Consegna 1:
Riscrivi il tratto dell'elenco che va dal suo inizio fino alla riga con "point(139, 111)" compresa, sostituendo "church interior" con "interno di chiesa" e lasciando tutto il resto invariato. Non includere le immagini.
++++ Testo del documento
ATLETICA LEGGERA
N. 364, aprile 1990

Gelando Bordin, sesto alla fine, all’uscita dal Mulino nella 58ª 5 Mulini (Foto V. Muttoni).
Sommario
La 5 Mulini quest’anno ha laureato un nuovo campione: Moses Tanui, keniano noto per gli ottimi piazzamenti, ma fino a qualche tempo fa considerato un gregario di lusso. Sconfitti l’etiope Abebe e John Ngugi. Bordin, primo degli italiani, sesto.
Remo Musumeci
San Vittore Olona, 1 aprile
Oh Nadia, vestita di nuovo come le brocche dei biancospini… Nadia Dandolo, splendida dominatrice della 5 Mulini, la bellissima classica che chiude la stagione del cross – anche se qualcosa di gradevole ancora resta – non ha per fortuna i piedi piagati dal rovo come il piccolo protagonista della poesia di Giovanni Pascoli. Ma di piaghe la grande atleta ne ha sofferte tante e nel buio tunnel del dolore ci è vissuta a lungo. Ne è uscita con una prorompente gioia di vivere e dopo aver dominato la stagione italiana e colto un eccellente quinto posto ad Aix-les-Bains (il Campionato Mondiale di cross), ha stravinto 15 anni dopo Gabriella Dorio, vicentina come lei, la corsa dei mulini.
Nadia porta un cognome importante, quello di una famiglia veneziana che dette quattro dogi alla serenissima Repubblica marinara. Quel cognome lo porta bene e credo non sia sbagliato dire che l’atletica italiana abbia trovato una regina. Nadia è così felice di quel che sa fare e della volontà che l’ha strappata al buio tunnel della pena da non soffrire nemmeno del rammarico di aver perso tanti anni. Ha vinto come si conviene ad una regina, ha vinto come ha saputo vincere sui prati di San Vittore Olona, la leggendaria norvegese Grete Waitz: è scappata ed è arrivata al traguardo, solitaria, splendida e radiosa.
++++++++
++++ Righe
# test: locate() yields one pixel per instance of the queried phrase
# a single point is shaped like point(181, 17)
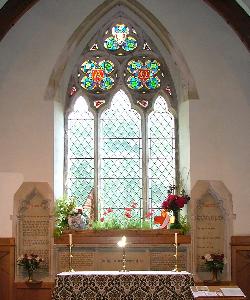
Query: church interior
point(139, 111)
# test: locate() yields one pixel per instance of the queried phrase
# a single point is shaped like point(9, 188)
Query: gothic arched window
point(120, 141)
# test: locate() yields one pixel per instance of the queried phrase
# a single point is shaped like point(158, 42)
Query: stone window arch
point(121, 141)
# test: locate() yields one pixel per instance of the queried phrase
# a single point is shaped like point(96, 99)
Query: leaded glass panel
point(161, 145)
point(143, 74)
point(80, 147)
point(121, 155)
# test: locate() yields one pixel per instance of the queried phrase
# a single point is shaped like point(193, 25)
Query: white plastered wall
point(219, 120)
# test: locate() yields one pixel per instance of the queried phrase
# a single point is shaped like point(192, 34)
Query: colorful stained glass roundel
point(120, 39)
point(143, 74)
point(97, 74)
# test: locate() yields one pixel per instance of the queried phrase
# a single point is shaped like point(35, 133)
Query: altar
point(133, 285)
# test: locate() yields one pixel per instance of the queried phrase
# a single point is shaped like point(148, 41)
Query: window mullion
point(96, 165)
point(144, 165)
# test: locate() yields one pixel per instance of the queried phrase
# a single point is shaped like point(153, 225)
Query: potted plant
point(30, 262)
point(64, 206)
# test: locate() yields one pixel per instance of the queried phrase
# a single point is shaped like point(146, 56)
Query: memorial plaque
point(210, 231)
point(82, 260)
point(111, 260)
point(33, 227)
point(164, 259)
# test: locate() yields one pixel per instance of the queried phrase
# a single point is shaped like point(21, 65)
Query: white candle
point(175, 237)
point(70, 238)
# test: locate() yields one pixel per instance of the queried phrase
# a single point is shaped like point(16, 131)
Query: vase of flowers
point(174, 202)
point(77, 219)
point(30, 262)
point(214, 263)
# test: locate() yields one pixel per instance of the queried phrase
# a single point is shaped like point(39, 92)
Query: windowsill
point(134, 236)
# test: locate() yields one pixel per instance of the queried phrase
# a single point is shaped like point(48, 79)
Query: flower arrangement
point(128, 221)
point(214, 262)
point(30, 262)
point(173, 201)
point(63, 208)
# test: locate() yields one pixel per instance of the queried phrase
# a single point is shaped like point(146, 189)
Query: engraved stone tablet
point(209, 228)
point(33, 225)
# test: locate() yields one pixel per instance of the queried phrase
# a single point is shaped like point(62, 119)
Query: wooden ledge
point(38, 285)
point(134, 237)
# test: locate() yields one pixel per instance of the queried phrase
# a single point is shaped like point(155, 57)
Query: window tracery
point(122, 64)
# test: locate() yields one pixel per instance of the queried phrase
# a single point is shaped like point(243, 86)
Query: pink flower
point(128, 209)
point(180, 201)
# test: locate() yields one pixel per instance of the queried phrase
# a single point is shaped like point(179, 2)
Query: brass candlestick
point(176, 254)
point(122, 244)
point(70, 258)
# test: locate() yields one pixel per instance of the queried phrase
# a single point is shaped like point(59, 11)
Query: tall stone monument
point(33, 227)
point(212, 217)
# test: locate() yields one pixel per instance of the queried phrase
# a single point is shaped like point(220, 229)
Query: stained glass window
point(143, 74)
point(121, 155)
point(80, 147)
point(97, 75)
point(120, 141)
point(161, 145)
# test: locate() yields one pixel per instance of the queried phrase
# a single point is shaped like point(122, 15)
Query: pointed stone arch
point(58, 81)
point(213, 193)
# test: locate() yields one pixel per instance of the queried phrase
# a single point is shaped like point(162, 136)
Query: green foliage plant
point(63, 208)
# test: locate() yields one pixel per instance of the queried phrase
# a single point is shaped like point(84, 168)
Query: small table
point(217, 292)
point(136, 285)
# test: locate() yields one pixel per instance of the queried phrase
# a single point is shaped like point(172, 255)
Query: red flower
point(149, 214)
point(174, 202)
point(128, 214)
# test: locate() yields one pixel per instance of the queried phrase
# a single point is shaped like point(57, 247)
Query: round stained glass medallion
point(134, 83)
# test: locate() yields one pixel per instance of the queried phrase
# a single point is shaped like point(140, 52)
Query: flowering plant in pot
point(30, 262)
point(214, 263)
++++++++
Consegna 2:
Scrivi il seguito dell'articolo sulla 5 Mulini, ripartendo dopo la sua ultima frase.

Risultato 1:
# test: locate() yields one pixel per instance of the queried phrase
# a single point is shaped like point(181, 17)
Query: interno di chiesa
point(139, 111)

Risultato 2:
La sua corsa ha chiuso il pomeriggio. Prima di lei, per esigenze televisive, – mamma TV detta regole e orari, sempre e dovunque – Gelindo Bordin aveva tentato con sorridente coraggio di contrastare l’Africa che corre. Lui, col suo passo di maratoneta, contro gazzelle così agili da non dare nemmeno l’impressione di toccar terra. Ma la Cinque Mulini si è da tempo trasformata in reame nero e nemmeno si riesce ad immaginare il bianco capace di violarlo quel regno impenetrabile. E se si riesce a immaginarlo un bianco tanto bravo lo si deve comunque cercare in Africa, in Marocco per esempio.
E comunque il campione olimpico della Maratona ci ha provato ed è subito corso davanti a dettare il ritmo aiutato prima da Franco Boffi e poi da Giuseppe Miccoli. Gli africani non vadano mai alla pole position perché non dispongono di una mirabile capacità di districarsi nel gruppo con la tecnica dello slalom e con la capacità di usare una marcia ad altri sconosciuta. E infatti, assieme a Gelindo si sono quasi subito contati cinque africani, gli stessi cinque che hanno poi occupato le prime cinque posizioni al traguardo: Moses Tanui, Addis Abebe, John Ngugi, Boniface Merande e Joseph Kiptum. Pensavo ad Addis Abebe, l’etiopico dall’età misteriosa e genericamente indicato come nato nel 1970. Il mese e il giorno non li conosce nessuno, forse nemmeno lui.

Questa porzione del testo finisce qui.